▶ **Consigne**: Poursuivez le discours sur le budget et l'emploi après sa dernière phrase, en conservant le même ton.

Avec ce budget, nous avons voulu tenir compte des conséquences de la crise. Celle-ci n’est pas finie, loin de là, mais nous voulons nous donner les moyens de lutter contre le chômage même si ce n’est pas facile.

Mesdames, messieurs les sénateurs, quelles que soient les travées sur lesquelles vous siégez, vous le savez pertinemment, pour recevoir dans vos permanences des élus, des maires, qui vous interrogent aujourd’hui sur l’emploi : personne n’a de baguette magique, mais nous avons réussi, dans notre pays, à maîtriser l’augmentation du chômage, qui reste bien inférieure à celle des autres pays.

Lorsque l’on s’ausculte – permettez au ministre de la santé de s’exprimer en cet instant ! –, on voit ce qui ne va pas, mais lorsque l’on se compare, on constate que la France a mieux résisté que la plupart de ses voisins. Il ne s’agit pas de se décerner un quelconque satisfecit, mais il ne faut pas non plus sombrer dans le pessimisme.

Je répondrai brièvement aux différents orateurs qui se sont exprimés.

Monsieur Jean-Pierre Godefroy, vous verrez que les moyens pour financer les 340 000 contrats aidés sont pleinement détaillés dans les documents budgétaires. (M. Jean-Pierre Godefroy manifeste son scepticisme.) Ils sont bel et bien là. Il n’y a pas de subterfuge qui viserait à déporter les dépenses de l’État vers les collectivités locales.

L’idée que j’ai exposée aux conseils généraux, notamment, cet été, au président de l’Assemblée des départements de France et à Yves Daudigny, qui est membre du bureau de l’ADF, c’est qu’il est plus intéressant pour les conseils généraux de cofinancer un contrat aidé que de payer un RSA. Ils supportent une dépense obligatoire pour les bénéficiaires du RSA qui leur revient aujourd’hui à 467 euros par mois. S’ils cofinançaient un contrat aidé avec l’État, cela leur reviendrait à 411 euros par mois. Vérifiez, c’est la réalité ! Les départements de droite comme de gauche en sont convenus.

Cela étant, des conventions ont été signées. Il est préférable qu’elles soient appliquées ! Je demande aux départements qui ont signé des conventions de les honorer, non pour me faire plaisir mais parce que cela constitue un enjeu pour l’emploi. Aujourd’hui, un certain nombre de départements – nous sommes pourtant à moins d’un mois et demi de la fin de l’année – n’ont pas encore engagé tous les efforts en la matière. Je vous le dis très franchement, ces départements sont de sensibilités politiques diverses, même si, je dois le reconnaître, une tendance est plus représentée que les autres…

Madame Caroline Cayeux, vous l’avez signalé, l’IAE, l’insertion par l’activité économique, est pour nous une priorité. Je tiens aussi à dire que, en tant que maire, vous êtes régulièrement engagée sur ces questions. Les moyens de l’IAE ont été intégralement préservés.

Nous avons aussi préservé la majoration pour les chantiers d’insertion, et nous le faisons cette fois de manière durable.

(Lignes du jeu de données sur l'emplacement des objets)

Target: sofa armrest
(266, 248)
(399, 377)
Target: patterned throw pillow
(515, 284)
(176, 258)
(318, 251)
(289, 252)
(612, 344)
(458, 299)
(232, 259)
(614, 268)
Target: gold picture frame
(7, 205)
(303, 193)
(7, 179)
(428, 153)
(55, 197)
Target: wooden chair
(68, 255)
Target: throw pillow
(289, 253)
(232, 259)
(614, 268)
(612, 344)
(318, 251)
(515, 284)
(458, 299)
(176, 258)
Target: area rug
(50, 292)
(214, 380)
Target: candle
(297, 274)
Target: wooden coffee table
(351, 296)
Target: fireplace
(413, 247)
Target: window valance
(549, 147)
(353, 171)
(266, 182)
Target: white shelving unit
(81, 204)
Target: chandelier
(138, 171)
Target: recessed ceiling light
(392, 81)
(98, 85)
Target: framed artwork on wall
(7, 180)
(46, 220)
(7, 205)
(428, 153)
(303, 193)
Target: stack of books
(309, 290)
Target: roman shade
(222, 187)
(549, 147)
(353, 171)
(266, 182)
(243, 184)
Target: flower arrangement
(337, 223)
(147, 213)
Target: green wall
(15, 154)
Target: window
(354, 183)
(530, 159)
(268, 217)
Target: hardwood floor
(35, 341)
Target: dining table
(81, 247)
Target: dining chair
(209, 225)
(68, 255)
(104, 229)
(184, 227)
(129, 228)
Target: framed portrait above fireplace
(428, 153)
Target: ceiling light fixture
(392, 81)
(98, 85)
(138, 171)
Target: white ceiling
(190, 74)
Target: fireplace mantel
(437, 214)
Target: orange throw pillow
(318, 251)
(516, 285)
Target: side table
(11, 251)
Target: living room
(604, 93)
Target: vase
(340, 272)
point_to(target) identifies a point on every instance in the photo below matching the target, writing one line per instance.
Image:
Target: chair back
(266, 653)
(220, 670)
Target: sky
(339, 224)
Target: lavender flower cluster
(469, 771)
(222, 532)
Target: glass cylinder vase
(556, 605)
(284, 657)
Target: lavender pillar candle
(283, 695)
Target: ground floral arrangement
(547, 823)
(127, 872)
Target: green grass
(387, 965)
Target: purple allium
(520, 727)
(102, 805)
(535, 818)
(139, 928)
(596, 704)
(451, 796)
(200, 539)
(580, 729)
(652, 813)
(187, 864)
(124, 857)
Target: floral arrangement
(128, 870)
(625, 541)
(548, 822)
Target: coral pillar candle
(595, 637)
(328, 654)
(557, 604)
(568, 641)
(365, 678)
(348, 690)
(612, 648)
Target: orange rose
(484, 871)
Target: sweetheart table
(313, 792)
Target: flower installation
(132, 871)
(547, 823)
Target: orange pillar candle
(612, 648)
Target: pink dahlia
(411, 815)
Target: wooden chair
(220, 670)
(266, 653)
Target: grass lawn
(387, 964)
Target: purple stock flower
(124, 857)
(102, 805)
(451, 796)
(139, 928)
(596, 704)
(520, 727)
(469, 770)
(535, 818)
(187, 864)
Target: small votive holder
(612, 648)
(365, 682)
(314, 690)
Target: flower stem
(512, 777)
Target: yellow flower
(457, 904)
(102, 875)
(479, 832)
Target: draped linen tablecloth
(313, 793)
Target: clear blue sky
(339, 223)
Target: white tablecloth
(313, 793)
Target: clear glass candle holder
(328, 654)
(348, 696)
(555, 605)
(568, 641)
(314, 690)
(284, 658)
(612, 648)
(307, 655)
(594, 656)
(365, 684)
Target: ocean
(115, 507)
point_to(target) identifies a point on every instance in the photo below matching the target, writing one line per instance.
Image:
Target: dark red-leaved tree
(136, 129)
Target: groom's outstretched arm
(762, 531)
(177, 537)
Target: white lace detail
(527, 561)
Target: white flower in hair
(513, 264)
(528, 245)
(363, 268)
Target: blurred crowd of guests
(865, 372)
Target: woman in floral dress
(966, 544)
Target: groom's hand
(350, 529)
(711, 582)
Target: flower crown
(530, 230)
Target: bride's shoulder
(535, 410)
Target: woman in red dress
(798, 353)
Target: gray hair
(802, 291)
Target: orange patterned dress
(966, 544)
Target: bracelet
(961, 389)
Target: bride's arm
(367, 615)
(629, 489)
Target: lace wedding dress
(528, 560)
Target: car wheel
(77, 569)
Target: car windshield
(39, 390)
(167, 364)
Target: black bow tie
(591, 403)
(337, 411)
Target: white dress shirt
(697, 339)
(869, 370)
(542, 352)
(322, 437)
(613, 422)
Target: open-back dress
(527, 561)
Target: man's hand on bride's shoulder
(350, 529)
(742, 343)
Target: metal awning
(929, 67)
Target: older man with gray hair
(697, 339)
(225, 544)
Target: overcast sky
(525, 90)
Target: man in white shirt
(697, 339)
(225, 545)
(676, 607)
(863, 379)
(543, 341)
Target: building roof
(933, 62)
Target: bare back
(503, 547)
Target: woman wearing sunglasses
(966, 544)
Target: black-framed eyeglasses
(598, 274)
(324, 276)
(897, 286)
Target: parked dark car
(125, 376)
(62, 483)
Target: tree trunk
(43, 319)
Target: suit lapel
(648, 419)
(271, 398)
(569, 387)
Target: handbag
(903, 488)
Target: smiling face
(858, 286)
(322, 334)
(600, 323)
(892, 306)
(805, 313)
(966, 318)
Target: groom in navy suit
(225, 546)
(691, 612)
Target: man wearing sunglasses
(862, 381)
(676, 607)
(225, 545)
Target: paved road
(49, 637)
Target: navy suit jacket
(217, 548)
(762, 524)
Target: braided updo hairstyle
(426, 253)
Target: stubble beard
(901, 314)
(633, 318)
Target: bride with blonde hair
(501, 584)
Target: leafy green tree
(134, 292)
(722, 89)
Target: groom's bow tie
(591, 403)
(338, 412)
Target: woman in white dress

▶ **Production de l'exercice**:
S’agissant des maisons de l’emploi, que nous aurons l’occasion d’évoquer de nouveau au moment de l’examen des amendements, une évaluation aura bien lieu l’an prochain. Un autre sénateur picard, Pierre André, est très en pointe sur ces questions, qui, je le sais, vous tiennent également à cœur. Je crois d'ailleurs savoir que vous avez invité le ministre du travail et de l’emploi à venir visiter la maison de l’emploi de votre ville.

Madame Laborde, s’il y a une baisse historique des crédits de la mission pour 2012, c’est parce qu’il y avait eu précédemment une hausse historique due au plan de relance. Ce n’est pas un subterfuge, ni un artifice, c’est tout simplement la réalité de ce qui était prévu, de mesures qui devraient prendre fin.

Nous avions l’an dernier, c’est vrai, un budget plus important, mais cela ne veut pas dire que les crédits engagés en 2011 ne peuvent pas être reconduits en 2012. Et si l’on parle de l’un, il faut aussi parler de l’autre, de la façon dont on adapte ce budget. Quand nous supprimons des niches sociales, comme nous l’avons fait l’an dernier, monsieur Patriat, nous sommes cohérents par rapport aux mesures qui avaient été décidées.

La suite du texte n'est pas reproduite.